Work item — For each statement, answer yes or no to whether the timeline below supports it, and quote the words of the timeline that settle it. 1. The pope's encyclical bears the title Fratelli Tutti. 2. The pope said he was proposing an authoritarian universalism. 3. Melania also tested positive for covid.

Source extract —

┏━━

10.4 Pope Francis, in an encyclical entitled Fratelli Tutti (Brothers All) denounced the “magic theories” of market capitalism of “as the only solution to societal problems.” “There is little appreciation of the fact that the alleged ‘spillover’ does not resolve the inequality that gives rise to new forms of violence threatening the fabric of society,” the pope said. “There were those who would have had us believe that freedom of the market was sufficient to keep everything secure (after the pandemic hit). . . .The fragility of world systems in the face of the pandemic has demonstrated that not everything can be resolved by market freedom.” “It is imperative to have a proactive economic policy directed at ‘promoting an economy that favors productive diversity and business creativity’ and makes it possible for jobs to be created, not cut.” The pope also restated the past calls for the redistribution of wealth, saying those with much should “administer it for the good of all.” But he clarified that he was “not proposing an authoritarian and abstract universalism.” He hoped the global coronavirus pandemic, which has killed more than 1 million people worldwide, would inspire a reassessement of global priorities. “Once this health crisis passes, our worst response would be to plunge even more deeply into feverish consumerism and new forms of egotistic self-preservation.”
10.3 List of covid-positive Republicans swells to include Chris Christie, Mike Lee, Ron Johnson, Tom Tillis, Hope Hicks, Kellyanne Conway
10.2 Trump announces that he has tested positive for covid. Melania as well. Trump enters Walter Reed Hospital.

┗━━

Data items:
┏━━

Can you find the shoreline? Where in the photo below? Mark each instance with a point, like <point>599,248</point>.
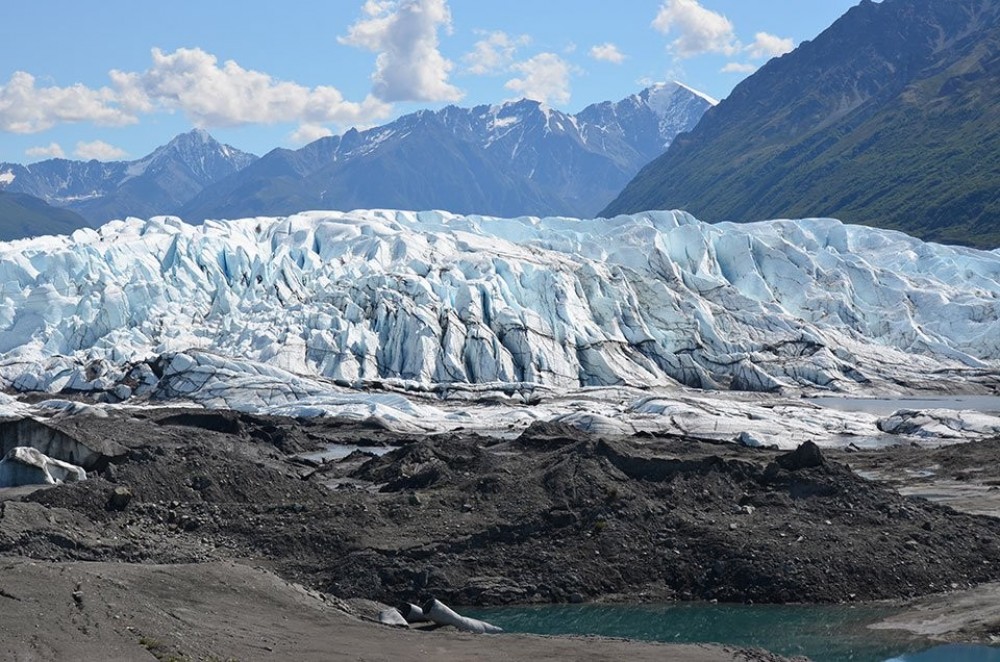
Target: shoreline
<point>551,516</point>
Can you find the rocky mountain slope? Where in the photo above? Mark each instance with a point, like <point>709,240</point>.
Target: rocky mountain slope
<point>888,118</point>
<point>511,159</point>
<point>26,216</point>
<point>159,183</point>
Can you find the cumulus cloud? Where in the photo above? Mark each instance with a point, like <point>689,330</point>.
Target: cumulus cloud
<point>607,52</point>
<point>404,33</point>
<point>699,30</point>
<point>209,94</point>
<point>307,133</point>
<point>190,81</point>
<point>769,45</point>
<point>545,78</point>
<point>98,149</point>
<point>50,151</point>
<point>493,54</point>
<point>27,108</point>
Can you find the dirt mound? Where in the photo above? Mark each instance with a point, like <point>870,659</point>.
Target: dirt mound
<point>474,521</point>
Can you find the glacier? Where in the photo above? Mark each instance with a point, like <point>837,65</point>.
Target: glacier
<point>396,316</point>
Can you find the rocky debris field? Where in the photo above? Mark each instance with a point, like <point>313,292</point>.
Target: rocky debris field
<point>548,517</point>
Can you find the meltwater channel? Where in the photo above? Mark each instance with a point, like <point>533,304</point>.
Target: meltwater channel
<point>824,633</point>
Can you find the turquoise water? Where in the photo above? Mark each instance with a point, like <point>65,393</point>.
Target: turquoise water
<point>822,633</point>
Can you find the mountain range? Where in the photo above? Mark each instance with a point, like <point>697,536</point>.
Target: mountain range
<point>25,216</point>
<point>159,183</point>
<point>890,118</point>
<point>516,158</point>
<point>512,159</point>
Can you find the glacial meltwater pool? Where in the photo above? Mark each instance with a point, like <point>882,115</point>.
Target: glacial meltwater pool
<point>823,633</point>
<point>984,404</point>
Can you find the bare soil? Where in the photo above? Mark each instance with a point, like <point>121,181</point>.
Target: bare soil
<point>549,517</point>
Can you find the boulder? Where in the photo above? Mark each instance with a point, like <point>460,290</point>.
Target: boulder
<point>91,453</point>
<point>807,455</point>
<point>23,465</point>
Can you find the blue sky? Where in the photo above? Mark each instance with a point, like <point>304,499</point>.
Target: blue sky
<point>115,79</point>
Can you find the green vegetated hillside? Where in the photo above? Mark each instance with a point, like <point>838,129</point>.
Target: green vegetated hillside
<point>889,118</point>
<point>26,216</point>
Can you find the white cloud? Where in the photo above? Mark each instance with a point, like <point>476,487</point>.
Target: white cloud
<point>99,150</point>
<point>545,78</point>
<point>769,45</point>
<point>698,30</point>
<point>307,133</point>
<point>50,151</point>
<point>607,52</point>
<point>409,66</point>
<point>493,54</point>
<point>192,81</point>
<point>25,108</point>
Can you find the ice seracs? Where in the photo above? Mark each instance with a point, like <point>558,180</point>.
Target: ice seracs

┗━━

Your solution —
1. Yes: "an encyclical entitled Fratelli Tutti (Brothers All)"
2. No: "not proposing an authoritarian and abstract universalism"
3. Yes: "Melania as well."